> [Written task] Please update the records below by changing every "rough mask" to "coarse mask" and leaving everything else the same.

> [Segmentation mask data]
────────────────

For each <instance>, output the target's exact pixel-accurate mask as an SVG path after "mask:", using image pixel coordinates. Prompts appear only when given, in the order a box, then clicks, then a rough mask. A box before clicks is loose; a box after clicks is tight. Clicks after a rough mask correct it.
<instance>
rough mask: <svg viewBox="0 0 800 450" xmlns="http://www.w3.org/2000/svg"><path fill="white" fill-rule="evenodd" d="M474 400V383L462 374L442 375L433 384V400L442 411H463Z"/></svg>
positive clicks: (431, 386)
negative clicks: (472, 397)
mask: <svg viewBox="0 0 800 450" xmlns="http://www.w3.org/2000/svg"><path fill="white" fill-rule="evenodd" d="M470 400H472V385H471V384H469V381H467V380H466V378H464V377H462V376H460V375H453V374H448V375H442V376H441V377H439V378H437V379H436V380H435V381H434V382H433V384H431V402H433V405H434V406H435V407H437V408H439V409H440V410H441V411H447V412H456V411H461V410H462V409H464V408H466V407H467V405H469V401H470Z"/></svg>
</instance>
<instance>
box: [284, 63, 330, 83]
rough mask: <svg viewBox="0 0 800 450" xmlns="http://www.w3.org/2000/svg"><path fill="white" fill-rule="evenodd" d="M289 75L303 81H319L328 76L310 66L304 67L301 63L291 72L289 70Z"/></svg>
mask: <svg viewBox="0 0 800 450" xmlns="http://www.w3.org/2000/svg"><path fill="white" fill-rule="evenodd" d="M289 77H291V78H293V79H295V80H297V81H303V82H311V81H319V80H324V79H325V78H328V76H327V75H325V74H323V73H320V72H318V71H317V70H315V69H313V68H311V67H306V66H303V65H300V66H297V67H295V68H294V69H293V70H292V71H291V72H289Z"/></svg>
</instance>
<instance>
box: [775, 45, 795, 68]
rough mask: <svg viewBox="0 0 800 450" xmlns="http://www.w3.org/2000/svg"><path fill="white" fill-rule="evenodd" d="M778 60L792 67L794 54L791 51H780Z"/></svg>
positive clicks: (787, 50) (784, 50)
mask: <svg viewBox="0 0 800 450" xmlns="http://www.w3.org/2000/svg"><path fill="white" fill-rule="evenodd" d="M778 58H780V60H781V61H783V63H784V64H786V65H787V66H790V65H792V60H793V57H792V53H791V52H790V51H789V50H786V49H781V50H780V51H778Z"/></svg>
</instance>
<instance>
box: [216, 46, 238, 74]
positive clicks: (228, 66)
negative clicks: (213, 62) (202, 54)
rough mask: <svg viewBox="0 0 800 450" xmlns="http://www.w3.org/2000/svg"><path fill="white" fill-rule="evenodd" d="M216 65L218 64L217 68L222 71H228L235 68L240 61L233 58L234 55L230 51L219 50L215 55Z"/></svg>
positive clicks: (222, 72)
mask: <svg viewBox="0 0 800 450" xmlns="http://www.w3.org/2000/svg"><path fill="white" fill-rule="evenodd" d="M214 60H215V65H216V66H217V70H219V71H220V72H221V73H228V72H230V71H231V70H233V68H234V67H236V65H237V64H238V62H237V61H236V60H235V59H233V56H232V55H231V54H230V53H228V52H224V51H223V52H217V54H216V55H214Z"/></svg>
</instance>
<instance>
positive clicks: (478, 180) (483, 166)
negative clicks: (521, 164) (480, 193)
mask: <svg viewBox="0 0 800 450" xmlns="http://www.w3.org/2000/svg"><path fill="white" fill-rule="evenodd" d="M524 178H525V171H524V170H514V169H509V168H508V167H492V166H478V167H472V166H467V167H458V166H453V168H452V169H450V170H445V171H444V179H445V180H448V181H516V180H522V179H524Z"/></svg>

────────────────

> [Answer below]
For each <instance>, output the target's exact pixel-accurate mask as an SVG path after "mask:", using image pixel coordinates. Prompts appear only when given, in the order a box, then clicks, then a coarse mask. A box before clicks is loose; a box after clicks is tight. Clicks after a coarse mask correct it.
<instance>
coarse mask: <svg viewBox="0 0 800 450" xmlns="http://www.w3.org/2000/svg"><path fill="white" fill-rule="evenodd" d="M474 400V383L462 374L442 375L433 384V400L442 411H463Z"/></svg>
positive clicks: (431, 386)
negative clicks: (472, 397)
mask: <svg viewBox="0 0 800 450" xmlns="http://www.w3.org/2000/svg"><path fill="white" fill-rule="evenodd" d="M470 400H472V385H471V384H469V381H467V380H466V378H464V377H462V376H460V375H453V374H448V375H442V376H441V377H439V378H437V379H436V380H435V381H434V382H433V384H431V402H433V405H434V406H435V407H437V408H439V409H440V410H441V411H447V412H456V411H461V410H462V409H464V408H466V407H467V405H469V401H470Z"/></svg>
</instance>
<instance>
box: [284, 63, 330, 83]
coarse mask: <svg viewBox="0 0 800 450" xmlns="http://www.w3.org/2000/svg"><path fill="white" fill-rule="evenodd" d="M289 75L303 81H319L328 76L310 66L304 67L301 63L291 72L289 70Z"/></svg>
mask: <svg viewBox="0 0 800 450" xmlns="http://www.w3.org/2000/svg"><path fill="white" fill-rule="evenodd" d="M289 77H291V78H293V79H295V80H297V81H303V82H311V81H319V80H324V79H325V78H328V76H327V75H325V74H323V73H320V72H318V71H317V70H315V69H313V68H311V67H306V66H303V65H300V66H297V67H295V68H294V69H293V70H292V71H291V72H289Z"/></svg>
</instance>
<instance>
box: [775, 45, 795, 68]
coarse mask: <svg viewBox="0 0 800 450" xmlns="http://www.w3.org/2000/svg"><path fill="white" fill-rule="evenodd" d="M778 60L792 67L794 54L791 51H780Z"/></svg>
positive clicks: (787, 50) (784, 50)
mask: <svg viewBox="0 0 800 450" xmlns="http://www.w3.org/2000/svg"><path fill="white" fill-rule="evenodd" d="M778 58H780V60H781V61H783V63H784V64H786V65H787V66H790V65H792V60H793V57H792V53H791V52H790V51H789V50H786V49H781V50H780V51H778Z"/></svg>
</instance>
<instance>
box: [216, 46, 238, 74]
positive clicks: (228, 66)
negative clicks: (213, 62) (202, 54)
coarse mask: <svg viewBox="0 0 800 450" xmlns="http://www.w3.org/2000/svg"><path fill="white" fill-rule="evenodd" d="M216 65L218 64L217 68L222 71H228L235 68L240 61L233 58L234 55L230 51L219 50L215 55Z"/></svg>
positive clicks: (222, 72)
mask: <svg viewBox="0 0 800 450" xmlns="http://www.w3.org/2000/svg"><path fill="white" fill-rule="evenodd" d="M214 60H215V65H216V66H217V70H219V71H220V72H221V73H228V72H230V71H231V70H233V68H234V67H236V65H237V64H238V62H237V61H236V60H235V59H233V56H232V55H231V54H230V53H228V52H224V51H223V52H217V54H216V55H214Z"/></svg>
</instance>
<instance>
positive clicks: (478, 180) (483, 166)
negative clicks: (521, 164) (480, 193)
mask: <svg viewBox="0 0 800 450" xmlns="http://www.w3.org/2000/svg"><path fill="white" fill-rule="evenodd" d="M524 178H525V171H524V170H514V169H509V168H508V167H492V166H478V167H472V166H467V167H458V166H453V168H452V169H450V170H445V171H444V179H445V180H448V181H516V180H522V179H524Z"/></svg>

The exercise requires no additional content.